[REQUEST] Rewrite the entries from the very first line through the line that contains "positive clicks: (303, 213)", changing every "clicks" to "points" and leaving everything else as it is.

[MATERIALS PROVIDED]

──────────

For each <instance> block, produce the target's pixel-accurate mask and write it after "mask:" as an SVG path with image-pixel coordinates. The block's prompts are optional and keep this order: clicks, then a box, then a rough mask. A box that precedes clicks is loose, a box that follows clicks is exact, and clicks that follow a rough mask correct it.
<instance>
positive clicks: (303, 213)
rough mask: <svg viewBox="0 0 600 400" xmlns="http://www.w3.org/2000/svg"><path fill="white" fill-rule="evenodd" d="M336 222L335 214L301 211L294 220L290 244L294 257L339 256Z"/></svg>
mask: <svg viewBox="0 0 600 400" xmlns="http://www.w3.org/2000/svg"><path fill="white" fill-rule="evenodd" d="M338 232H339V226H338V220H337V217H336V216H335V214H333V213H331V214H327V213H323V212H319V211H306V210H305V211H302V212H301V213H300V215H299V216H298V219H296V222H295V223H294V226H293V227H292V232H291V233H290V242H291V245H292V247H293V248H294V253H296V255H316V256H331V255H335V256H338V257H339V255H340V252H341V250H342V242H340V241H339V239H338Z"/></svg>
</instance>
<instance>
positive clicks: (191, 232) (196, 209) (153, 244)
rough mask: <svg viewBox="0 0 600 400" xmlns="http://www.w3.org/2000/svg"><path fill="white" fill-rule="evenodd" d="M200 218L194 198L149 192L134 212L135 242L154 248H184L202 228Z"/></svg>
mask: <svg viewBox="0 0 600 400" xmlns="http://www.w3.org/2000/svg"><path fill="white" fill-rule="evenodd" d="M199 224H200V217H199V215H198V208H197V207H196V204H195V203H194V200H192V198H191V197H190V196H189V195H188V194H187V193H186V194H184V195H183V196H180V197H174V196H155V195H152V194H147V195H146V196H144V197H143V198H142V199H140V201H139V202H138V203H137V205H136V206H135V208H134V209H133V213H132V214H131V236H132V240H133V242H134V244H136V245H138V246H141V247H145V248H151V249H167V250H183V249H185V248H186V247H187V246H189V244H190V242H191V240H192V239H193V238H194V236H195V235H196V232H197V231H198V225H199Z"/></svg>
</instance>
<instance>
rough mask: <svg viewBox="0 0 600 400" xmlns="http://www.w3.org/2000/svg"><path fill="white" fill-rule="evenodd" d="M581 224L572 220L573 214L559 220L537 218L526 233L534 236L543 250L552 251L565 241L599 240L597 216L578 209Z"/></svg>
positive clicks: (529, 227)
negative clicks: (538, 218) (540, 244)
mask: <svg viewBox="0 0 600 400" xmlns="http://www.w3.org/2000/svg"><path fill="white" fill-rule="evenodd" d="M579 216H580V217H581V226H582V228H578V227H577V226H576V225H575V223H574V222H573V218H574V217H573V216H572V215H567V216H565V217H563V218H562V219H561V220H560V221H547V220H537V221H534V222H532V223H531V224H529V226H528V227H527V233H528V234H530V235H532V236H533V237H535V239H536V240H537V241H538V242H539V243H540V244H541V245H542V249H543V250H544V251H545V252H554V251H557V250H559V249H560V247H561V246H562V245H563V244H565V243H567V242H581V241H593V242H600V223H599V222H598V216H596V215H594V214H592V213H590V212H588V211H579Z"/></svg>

──────────

[RESPONSE TO THIS TASK]
For each <instance> block, produce the target's pixel-accurate mask and write it after "mask:" as an SVG path with image-pixel coordinates. The block's prompts are optional and keep this order: points, then a box, then a rough mask. A box that precedes points is loose, a box that follows points is exact, and points that follow a rough mask correct it.
<instance>
positive points: (303, 213)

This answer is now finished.